- Task requirements
Set the data down again, exactly as it appears below.

- Exercise input
==========
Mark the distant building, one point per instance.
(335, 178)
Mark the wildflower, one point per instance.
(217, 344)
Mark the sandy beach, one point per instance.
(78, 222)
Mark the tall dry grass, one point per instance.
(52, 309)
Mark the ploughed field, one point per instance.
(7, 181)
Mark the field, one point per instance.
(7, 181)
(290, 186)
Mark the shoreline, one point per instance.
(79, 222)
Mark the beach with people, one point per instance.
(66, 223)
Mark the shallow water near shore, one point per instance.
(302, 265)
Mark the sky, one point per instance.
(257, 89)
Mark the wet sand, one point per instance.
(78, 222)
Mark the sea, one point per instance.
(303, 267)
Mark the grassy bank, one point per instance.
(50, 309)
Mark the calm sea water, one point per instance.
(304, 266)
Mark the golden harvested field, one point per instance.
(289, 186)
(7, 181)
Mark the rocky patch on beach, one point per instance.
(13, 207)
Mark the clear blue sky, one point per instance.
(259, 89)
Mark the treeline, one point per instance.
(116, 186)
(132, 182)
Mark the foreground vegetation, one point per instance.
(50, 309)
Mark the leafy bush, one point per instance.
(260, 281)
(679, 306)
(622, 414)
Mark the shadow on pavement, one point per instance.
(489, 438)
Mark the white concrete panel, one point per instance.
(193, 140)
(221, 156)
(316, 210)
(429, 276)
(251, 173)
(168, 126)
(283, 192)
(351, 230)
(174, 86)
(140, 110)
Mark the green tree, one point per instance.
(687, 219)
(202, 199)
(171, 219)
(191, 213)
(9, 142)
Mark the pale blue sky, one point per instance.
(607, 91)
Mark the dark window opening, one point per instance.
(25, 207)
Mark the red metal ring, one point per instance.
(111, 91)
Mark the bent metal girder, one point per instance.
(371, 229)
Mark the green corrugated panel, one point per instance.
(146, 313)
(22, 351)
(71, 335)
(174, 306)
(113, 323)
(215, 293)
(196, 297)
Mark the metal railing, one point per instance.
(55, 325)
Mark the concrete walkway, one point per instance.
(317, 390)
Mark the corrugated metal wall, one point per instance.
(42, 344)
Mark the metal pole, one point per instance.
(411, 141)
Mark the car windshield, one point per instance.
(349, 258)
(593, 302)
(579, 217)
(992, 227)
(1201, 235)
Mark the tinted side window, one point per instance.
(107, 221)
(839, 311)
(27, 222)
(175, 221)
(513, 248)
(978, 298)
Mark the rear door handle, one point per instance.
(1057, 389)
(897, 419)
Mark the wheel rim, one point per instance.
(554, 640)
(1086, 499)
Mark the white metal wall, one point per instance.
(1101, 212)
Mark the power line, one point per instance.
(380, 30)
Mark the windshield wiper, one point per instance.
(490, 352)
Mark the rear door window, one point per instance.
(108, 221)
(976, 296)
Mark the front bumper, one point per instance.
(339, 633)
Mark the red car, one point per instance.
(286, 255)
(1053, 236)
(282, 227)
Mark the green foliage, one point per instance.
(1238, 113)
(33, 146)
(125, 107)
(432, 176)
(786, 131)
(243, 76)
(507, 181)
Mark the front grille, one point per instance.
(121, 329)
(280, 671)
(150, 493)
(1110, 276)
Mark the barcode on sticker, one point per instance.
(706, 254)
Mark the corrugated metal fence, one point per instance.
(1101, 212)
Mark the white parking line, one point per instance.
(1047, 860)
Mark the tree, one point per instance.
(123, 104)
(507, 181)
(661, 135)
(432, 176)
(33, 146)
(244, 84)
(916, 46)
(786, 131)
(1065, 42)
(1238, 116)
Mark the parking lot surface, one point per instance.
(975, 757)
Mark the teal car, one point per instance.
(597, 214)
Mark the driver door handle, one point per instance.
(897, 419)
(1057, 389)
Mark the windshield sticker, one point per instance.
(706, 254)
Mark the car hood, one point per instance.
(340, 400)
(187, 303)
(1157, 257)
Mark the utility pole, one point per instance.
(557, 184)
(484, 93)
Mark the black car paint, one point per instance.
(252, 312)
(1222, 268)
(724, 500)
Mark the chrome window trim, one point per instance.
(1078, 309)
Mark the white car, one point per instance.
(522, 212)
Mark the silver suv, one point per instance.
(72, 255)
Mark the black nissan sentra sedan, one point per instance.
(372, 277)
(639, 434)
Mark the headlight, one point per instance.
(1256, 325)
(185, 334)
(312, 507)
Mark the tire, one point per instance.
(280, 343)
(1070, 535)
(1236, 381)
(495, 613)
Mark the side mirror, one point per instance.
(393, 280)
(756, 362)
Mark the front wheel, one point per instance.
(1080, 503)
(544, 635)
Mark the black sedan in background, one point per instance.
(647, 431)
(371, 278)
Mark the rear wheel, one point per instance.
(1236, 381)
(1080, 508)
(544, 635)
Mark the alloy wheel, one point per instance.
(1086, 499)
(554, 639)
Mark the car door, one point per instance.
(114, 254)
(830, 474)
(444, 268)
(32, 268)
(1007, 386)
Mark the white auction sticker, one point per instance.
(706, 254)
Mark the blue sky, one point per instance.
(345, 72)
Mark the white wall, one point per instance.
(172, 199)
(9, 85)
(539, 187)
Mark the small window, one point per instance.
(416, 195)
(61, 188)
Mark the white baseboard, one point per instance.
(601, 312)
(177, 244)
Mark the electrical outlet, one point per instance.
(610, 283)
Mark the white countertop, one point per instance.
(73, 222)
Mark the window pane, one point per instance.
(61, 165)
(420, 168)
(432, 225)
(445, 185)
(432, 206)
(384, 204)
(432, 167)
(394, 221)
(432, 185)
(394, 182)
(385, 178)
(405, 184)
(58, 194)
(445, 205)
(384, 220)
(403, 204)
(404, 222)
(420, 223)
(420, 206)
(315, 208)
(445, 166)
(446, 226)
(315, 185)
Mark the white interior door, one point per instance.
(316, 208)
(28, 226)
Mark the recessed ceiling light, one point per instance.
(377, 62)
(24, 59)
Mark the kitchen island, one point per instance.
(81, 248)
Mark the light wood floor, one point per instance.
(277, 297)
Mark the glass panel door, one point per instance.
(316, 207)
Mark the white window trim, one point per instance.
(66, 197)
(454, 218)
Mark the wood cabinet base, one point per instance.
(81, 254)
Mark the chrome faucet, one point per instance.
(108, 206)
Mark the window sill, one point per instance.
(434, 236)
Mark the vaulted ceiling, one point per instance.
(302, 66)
==========
- Written response
Mark the distant building, one point per instance.
(335, 178)
Mark the wildflower, one point per instance.
(217, 344)
Mark the sandy beach, one point per instance.
(78, 222)
Mark the tall dry grass, one point per instance.
(52, 309)
Mark the ploughed field, one point per instance.
(7, 181)
Mark the field, one point per instance.
(7, 181)
(290, 186)
Mark the shoreline, one point per instance.
(79, 222)
Mark the beach with people, one point per instance.
(66, 223)
Mark the shallow water near shore, one point per instance.
(302, 265)
Mark the sky, one point per instance.
(257, 89)
Mark the wet sand, one point per instance.
(78, 222)
Mark the sea, one point per instance.
(303, 267)
Mark the grassy bank, one point per instance.
(50, 309)
Mark the calm sea water, one point per instance.
(304, 266)
Mark the golden harvested field, one point per instance.
(289, 186)
(7, 181)
Mark the rocky patch on beach, one point per instance.
(13, 207)
Mark the clear blue sky, one point per instance.
(259, 89)
Mark the treeline, one point per instance.
(116, 186)
(132, 182)
Mark the foreground vegetation, one point per instance.
(50, 309)
Mark the leafy bush, one point per instance.
(260, 281)
(679, 306)
(622, 414)
Mark the shadow on pavement, one point per instance.
(489, 438)
Mark the white concrete panel, one point per instance.
(193, 140)
(221, 156)
(316, 210)
(429, 276)
(251, 173)
(168, 126)
(283, 192)
(351, 230)
(174, 86)
(140, 110)
Mark the green tree, one point per instance.
(687, 219)
(202, 199)
(171, 219)
(191, 213)
(9, 142)
Mark the pale blue sky, one point per instance.
(607, 91)
Mark the dark window opening, one point per instance.
(25, 207)
Mark the red metal ring, one point per instance.
(111, 91)
Mark the bent metal girder, one point per instance.
(371, 229)
Mark the green corrugated panel, one point per instance.
(146, 313)
(22, 351)
(71, 335)
(174, 306)
(113, 323)
(215, 293)
(196, 297)
Mark the metal railing, one point per instance.
(55, 325)
Mark the concrete walkway, one point per instance.
(317, 390)
Mark the corrugated metal wall, one point per instance.
(42, 344)
Mark the metal pole, one point per instance.
(411, 141)
Mark the car windshield, one point per instance.
(349, 258)
(593, 302)
(579, 217)
(992, 227)
(1201, 235)
Mark the tinted side window, one point per instance.
(107, 221)
(839, 311)
(27, 222)
(175, 221)
(513, 248)
(978, 298)
Mark the rear door handle, one point per instance.
(1057, 389)
(897, 419)
Mark the wheel rim, one point per instance.
(554, 640)
(1086, 499)
Mark the white metal wall, one point per instance.
(1101, 212)
Mark the power line, one point per instance.
(380, 30)
Mark the windshield wiper, one point per instance.
(490, 352)
Mark the rear door window, one point per instance.
(108, 221)
(976, 296)
Mark the front bumper, one point per instance.
(339, 633)
Mark the red car, one point per instance.
(286, 255)
(1053, 236)
(282, 227)
Mark the green foliage, one point per instance.
(1238, 113)
(33, 146)
(125, 107)
(432, 176)
(786, 131)
(243, 76)
(507, 181)
Mark the front grille, one point per instance.
(121, 329)
(280, 671)
(150, 493)
(1110, 276)
Mark the barcode on sticker, one point per instance.
(706, 254)
Mark the corrugated metal fence, one point per instance.
(1101, 212)
Mark the white parking line, one point per instance.
(1047, 860)
Mark the tree, one point per instance.
(123, 104)
(507, 181)
(661, 135)
(432, 176)
(33, 146)
(244, 84)
(916, 46)
(786, 131)
(1065, 42)
(1238, 116)
Mark the parking lot surface, one point per instance.
(975, 757)
Mark the teal car, one point per instance.
(597, 214)
Mark the driver door handle, one point per instance.
(897, 419)
(1057, 389)
Mark the windshield sticker, one point per instance.
(706, 254)
Mark the car hood, one point per instance.
(340, 400)
(187, 303)
(1157, 257)
Mark the utility pole, one point per instance.
(557, 184)
(484, 93)
Mark the black car paint, one point per instance.
(252, 312)
(1222, 268)
(724, 500)
Mark the chrome window trim, one point per instance.
(1078, 309)
Mark the white car, one point per instance.
(522, 212)
Mark the silver suv, one point per instance.
(72, 255)
Mark the black nissan sentra sedan, one point per instance.
(372, 277)
(639, 434)
Mark the headlight, one point per instance.
(1256, 325)
(185, 334)
(312, 507)
Mark the tire, one point per instance.
(280, 343)
(1070, 535)
(1236, 381)
(495, 613)
Mark the side mirror, one point per instance.
(393, 280)
(756, 362)
Mark the front wheel, one point per instance.
(1080, 503)
(544, 635)
Mark the black sedan in background, one point per instance.
(647, 431)
(371, 278)
Mark the rear wheel, one point per instance.
(1236, 381)
(1080, 508)
(544, 635)
Mark the alloy wheel, one point per instance.
(1086, 499)
(554, 639)
Mark the car door, one point per instance.
(114, 254)
(830, 474)
(444, 268)
(32, 268)
(1007, 386)
Mark the white auction sticker, one point per instance.
(706, 254)
Mark the blue sky, one point per instance.
(345, 72)
Mark the white wall, one point per instance.
(172, 199)
(9, 85)
(539, 187)
Mark the small window, one point per instance.
(416, 195)
(61, 188)
Mark the white baseboard, one point per instance.
(601, 312)
(177, 244)
Mark the electrical outlet, one point per instance.
(610, 283)
Mark the white countertop, one point per instance.
(73, 222)
Mark the window pane, one point per instance.
(61, 165)
(420, 168)
(432, 225)
(445, 185)
(432, 206)
(384, 204)
(432, 167)
(394, 221)
(432, 185)
(394, 182)
(385, 178)
(405, 184)
(58, 194)
(445, 205)
(384, 220)
(403, 204)
(404, 222)
(420, 223)
(420, 206)
(315, 208)
(445, 166)
(446, 226)
(315, 185)
Mark the white interior door, one point per instance.
(316, 208)
(28, 226)
Mark the recessed ceiling light, one point per instance.
(377, 62)
(24, 59)
Mark the kitchen island, one point per instance.
(81, 248)
Mark the light wood floor, one point per instance.
(277, 297)
Mark the glass panel door, one point per instance.
(316, 207)
Mark the white window trim, one point per instance.
(66, 197)
(454, 218)
Mark the wood cabinet base, one point per instance.
(81, 254)
Mark the chrome faucet, one point per instance.
(108, 206)
Mark the window sill, one point per instance.
(434, 236)
Mark the vaulted ceiling, one point per instance.
(302, 66)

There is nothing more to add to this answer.